BEGIN

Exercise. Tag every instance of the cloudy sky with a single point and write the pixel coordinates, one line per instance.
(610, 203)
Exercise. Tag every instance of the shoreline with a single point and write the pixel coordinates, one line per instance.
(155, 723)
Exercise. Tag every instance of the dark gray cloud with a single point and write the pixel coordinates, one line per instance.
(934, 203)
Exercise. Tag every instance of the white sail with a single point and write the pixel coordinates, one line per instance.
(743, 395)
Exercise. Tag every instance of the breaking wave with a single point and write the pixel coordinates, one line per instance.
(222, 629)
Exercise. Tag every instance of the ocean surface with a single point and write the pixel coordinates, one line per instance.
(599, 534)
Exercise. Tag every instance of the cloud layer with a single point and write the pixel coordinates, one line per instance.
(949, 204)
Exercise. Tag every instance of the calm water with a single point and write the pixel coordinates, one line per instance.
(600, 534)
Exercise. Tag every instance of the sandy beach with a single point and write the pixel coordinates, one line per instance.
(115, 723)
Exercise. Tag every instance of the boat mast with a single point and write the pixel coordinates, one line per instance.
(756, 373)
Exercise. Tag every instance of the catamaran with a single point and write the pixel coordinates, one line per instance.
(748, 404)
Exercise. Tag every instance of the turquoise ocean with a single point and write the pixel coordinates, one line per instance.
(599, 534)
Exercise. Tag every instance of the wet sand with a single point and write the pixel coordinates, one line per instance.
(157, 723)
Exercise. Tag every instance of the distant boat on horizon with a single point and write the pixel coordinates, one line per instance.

END

HOW TO COMPLETE THIS TASK
Copy the whole listing out exactly, so that every line matches what is above.

WRITTEN ANSWER
Exercise. Tag every instance of the cloudy sky with a single point and write the pixel coordinates, one line per instance.
(610, 203)
Exercise. Tag every instance of the shoreline with a single point and write the pixel coordinates, one line per instance.
(155, 723)
Exercise. Tag every instance of the dark gray cloud with a single point and write the pixel coordinates, one line per instance.
(934, 203)
Exercise. Tag every instance of the white sail with a single point and write the pixel coordinates, one line per instance.
(743, 395)
Exercise. Tag every instance of the breaking wave with a single point and write the pixel coordinates, one line per instance.
(222, 629)
Exercise. Tag every instance of the ocean surface with a single point and write the pixel coordinates, one line per instance.
(599, 534)
Exercise. Tag every instance of the cloud layer with a single point and write the pixel coordinates, one line per instance.
(949, 204)
Exercise. Tag every instance of the calm water with a single point and write the pixel coordinates, one line per instance.
(600, 534)
Exercise. Tag every instance of the sandy beach with a single point and write the pixel coordinates, one line per instance.
(115, 723)
Exercise. Tag every instance of the boat mast with a single point and write the pixel coordinates, one line per instance.
(756, 373)
Exercise. Tag every instance of the catamaran with a single point and write the pixel coordinates, one line per instance.
(748, 404)
Exercise. Tag every instance of the turquoise ocean with a single point and write the pixel coordinates, one line per instance.
(599, 534)
Exercise. Tag every instance of the wet sand with a single point and write the pixel coordinates, one line per instance.
(157, 723)
Exercise. Tag every instance of the distant boat on horizon with a single point and write the pixel coordinates, one line per instance.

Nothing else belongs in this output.